Notes of an Amateur: Rubbra, Beethoven, and Music@Menlo, 2009.
by Bob Neill

 

Rubbra, String Quartets 1-4. The Dante Quartet. Dutton Laboratories. LX Box 2010.

The English have taken a long time to accommodate modernism and have never been entirely comfortable with it. Britten is about as far as they were able to go with any enthusiasm for much of the twentieth century. It's probably too soon to say whether the recent prominence of Thomas Adès and increased acceptance of the likes of Michael Tippett, Peter Maxwell Davies, Harrison Birtwhistle, Brian Ferneyhough, and John Pickard signals a change; but if the annual Aldeburgh Festival has any real influence beyond Suffolk, perhaps.

At any rate, except for Britten and some interesting exceptions like Elizabeth Maconchy, who (quietly) wrote thirteen variously compelling modernist string quartets between 1932 and 1984, English music for the greater part of the twentieth century was stubbornly pre-modernist, exploring ways to keep the familiar world of late romanticism alive in a world that, at least at the level of high culture, had largely passed it by. The good news for music history is that some of the conservative forces produced some truly good music.

Edmund Rubbra (1901-1986) is one of these. As late as the mid 1970's, he was composing symphonies and especially chamber music that speak with power from outside the modernist mainstream. This new two CD reissue of recordings made in 2000-2001 by the sound masters of Dutton Labs and engineered by legendary recording engineer Tony Faulkner, provide a strong sample of Rubbra's chamber music from the 1940's through the 1970's. The album focusses mainly on his four string quartets, but also includes two works written for cellist and friend, British cellist Anthony Pleeth, and a wonderful duo for two violas.

Listening to this music, I am more than ever disappointed with modern chamber music programmers who insist on restricting their fare to the works of well-known composers, music many of us hear often in concerts, on FM radio, and on recordings from the major labels. Wouldn't it be a treat to go to a 'live' concert of quartets by Piston, Rubbra, and Martinü? Or David Diamond, Rubbra, and Krenek? Isn't it wonderful to have two full CD's of the chamber music of Edmund Rubbra!

• **Data shown**
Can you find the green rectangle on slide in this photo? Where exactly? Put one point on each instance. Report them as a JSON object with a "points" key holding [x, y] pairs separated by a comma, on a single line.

• **Problems to solve**
(A) In the review of Rubbra's string quartets, how many string quartets did Elizabeth Maconchy write between 1932 and 1984?
(B) Continue the review of Rubbra's string quartets from its last sentence.

• **Outputs in order**
(A) Thirteen.

(B)
Quartet No. 1 (1933; rev. 1946) is more pensive and reclusive than American modern romantic music but less troubled than Britten. Toward the end of the second (middle) movement, there is a moving solo section for viola which seems to emerge from nowhere, like a mysterious bird. This music is reminiscent of the novels of Thomas Hardy, a notable late nineteenth and early twentieth century English novelist who also told melancholy tales while resisting modernism.

Sonata in G Minor for Cello and Piano (1946). This is one of two works on the program for cello written for William Pleeth, the other a simple but eloquent little Improvisation for Solo Cello (1964.) This Sonata is straightforward melodic writing, rhapsodic and affecting. It has some of the richness of late nineteenth century French music but with more backbone. Pianist Michael Dussek and Dante Quartet cellist Pierre Doumenge play it as a major piece of music, making a strong case for its stature. The third and final movement ends in an Adagio fugue (!) which has nothing French about it at all!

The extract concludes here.